(Photo object pointing data)

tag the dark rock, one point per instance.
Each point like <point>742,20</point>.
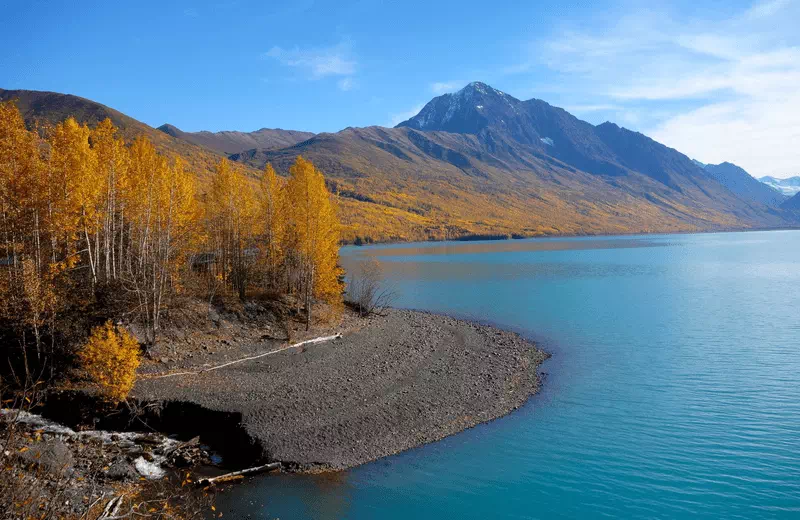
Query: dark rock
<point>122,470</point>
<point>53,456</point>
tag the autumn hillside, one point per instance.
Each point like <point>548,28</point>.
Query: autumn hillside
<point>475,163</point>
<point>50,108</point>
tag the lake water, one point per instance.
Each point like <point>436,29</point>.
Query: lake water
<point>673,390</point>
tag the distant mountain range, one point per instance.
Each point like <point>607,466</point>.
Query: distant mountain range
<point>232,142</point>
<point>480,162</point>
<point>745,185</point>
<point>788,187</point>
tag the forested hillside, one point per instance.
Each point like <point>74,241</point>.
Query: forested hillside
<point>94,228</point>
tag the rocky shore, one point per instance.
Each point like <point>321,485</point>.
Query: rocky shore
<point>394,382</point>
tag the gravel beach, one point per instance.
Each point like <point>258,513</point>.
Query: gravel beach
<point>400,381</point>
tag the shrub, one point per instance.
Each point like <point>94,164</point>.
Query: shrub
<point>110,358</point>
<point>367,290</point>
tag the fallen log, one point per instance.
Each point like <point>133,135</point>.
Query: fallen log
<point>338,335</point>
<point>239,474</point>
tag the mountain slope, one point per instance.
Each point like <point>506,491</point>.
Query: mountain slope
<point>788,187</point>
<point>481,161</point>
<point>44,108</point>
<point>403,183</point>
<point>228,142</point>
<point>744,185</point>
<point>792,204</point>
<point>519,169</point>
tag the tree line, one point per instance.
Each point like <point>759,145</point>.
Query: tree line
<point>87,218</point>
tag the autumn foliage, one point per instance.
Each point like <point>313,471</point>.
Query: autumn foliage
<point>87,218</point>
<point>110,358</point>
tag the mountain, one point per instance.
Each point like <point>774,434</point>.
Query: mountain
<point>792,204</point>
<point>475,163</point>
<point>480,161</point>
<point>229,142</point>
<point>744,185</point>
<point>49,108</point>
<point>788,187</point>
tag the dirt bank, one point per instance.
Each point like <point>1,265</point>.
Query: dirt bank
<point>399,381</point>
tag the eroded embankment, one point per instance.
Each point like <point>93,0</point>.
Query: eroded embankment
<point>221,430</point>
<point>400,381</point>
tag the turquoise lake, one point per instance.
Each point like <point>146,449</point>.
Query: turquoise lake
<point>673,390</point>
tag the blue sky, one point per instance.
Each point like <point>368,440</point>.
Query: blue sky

TASK DIRECTIONS —
Reproduce all of the data above verbatim, from the first line through the last, and omit the pictures.

EXERCISE OUTPUT —
tag the dark rock, one point per instance.
Each point like <point>742,20</point>.
Query: dark rock
<point>122,470</point>
<point>53,456</point>
tag the autumn hillside, one point per instance.
Each point like <point>548,28</point>.
Query: autumn hillside
<point>475,163</point>
<point>50,108</point>
tag the lake water, one point per instance.
Each point like <point>436,29</point>.
Query: lake water
<point>673,390</point>
tag the distant mountain range, one point per instance.
Each point like <point>607,466</point>.
Query: distant mountain range
<point>232,142</point>
<point>480,162</point>
<point>745,185</point>
<point>788,187</point>
tag the forested hillside, one point per instance.
Each point like <point>74,241</point>.
Query: forested hillside
<point>94,228</point>
tag the rocky shore, one point per instance.
Each point like <point>321,485</point>.
Query: rocky shore
<point>394,382</point>
tag the gravel beach, one point per instance.
Each point like <point>258,513</point>.
Query: gravel beach
<point>400,381</point>
tag the shrub, one point per instance.
Each point like <point>94,164</point>.
Query: shrub
<point>110,358</point>
<point>367,290</point>
tag the fallen log, one point per instance.
Each point like <point>133,135</point>.
Query: fallen log
<point>338,335</point>
<point>239,474</point>
tag the mountain slope, one point per instance.
Each point like <point>506,491</point>.
Query: mountain slope
<point>788,187</point>
<point>481,161</point>
<point>44,108</point>
<point>403,183</point>
<point>228,142</point>
<point>744,185</point>
<point>792,204</point>
<point>519,169</point>
tag the tree line, one point per instance.
Each point like <point>759,145</point>.
Query: tree line
<point>87,218</point>
tag the autumn foliage, one point per instance.
Each point like <point>313,471</point>.
Query: autumn foliage
<point>87,218</point>
<point>110,358</point>
tag the mountain, one point per instance.
Each point like <point>774,434</point>.
Query: mountain
<point>792,204</point>
<point>475,163</point>
<point>480,161</point>
<point>229,142</point>
<point>744,185</point>
<point>49,108</point>
<point>788,187</point>
tag the dirt bank, one point per instance.
Each point like <point>1,265</point>.
Query: dirt bank
<point>399,381</point>
tag the eroded embankment, one point per instance.
Each point like <point>93,0</point>.
Query: eroded embankment
<point>221,430</point>
<point>400,381</point>
tag the turquoise lake, one point per instance.
Each point like <point>146,449</point>.
Query: turquoise lake
<point>673,390</point>
tag the blue sky, one point per instance.
Each point like <point>368,440</point>.
Query: blue sky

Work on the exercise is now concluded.